**INSTRUCTIONS FOR THE TASK**
Your job is to retype all of the data word for word, leaving every image out.

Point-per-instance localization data
---*---

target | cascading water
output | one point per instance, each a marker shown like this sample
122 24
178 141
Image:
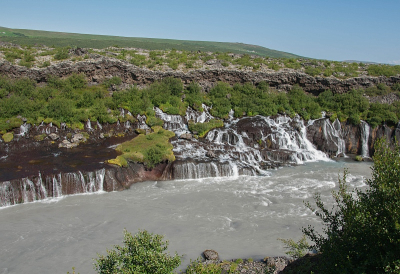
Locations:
24 129
54 186
281 140
89 125
333 135
365 128
99 126
173 123
142 122
199 117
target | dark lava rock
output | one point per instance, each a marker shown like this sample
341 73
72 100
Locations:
211 255
210 154
186 136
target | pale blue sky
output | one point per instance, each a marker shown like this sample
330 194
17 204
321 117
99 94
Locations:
362 30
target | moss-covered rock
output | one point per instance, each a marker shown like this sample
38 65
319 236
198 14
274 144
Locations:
149 149
8 137
40 137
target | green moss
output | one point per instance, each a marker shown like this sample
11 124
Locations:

---*---

**SOLUTION TO THIS TASK**
target | cascading water
output | one point per instance, each a marker shown like this sample
122 24
178 141
Image:
Locations:
24 129
54 186
281 140
89 125
333 135
365 128
99 126
173 123
142 122
199 117
target | dark lava rock
output | one point per instance, each a marker shown like this sample
341 73
72 100
Locations:
211 255
210 154
186 136
target | pale blue sky
output | one point per instance, each a marker shown like this sample
330 194
17 204
321 117
99 94
Locations:
362 30
target | moss-covered rock
output | one point per instance, each a marker shown like this sample
38 65
319 236
198 14
274 144
Locations:
149 149
8 137
40 137
target | green moss
output | one point per instance, each a marker shown like this sample
11 124
Locations:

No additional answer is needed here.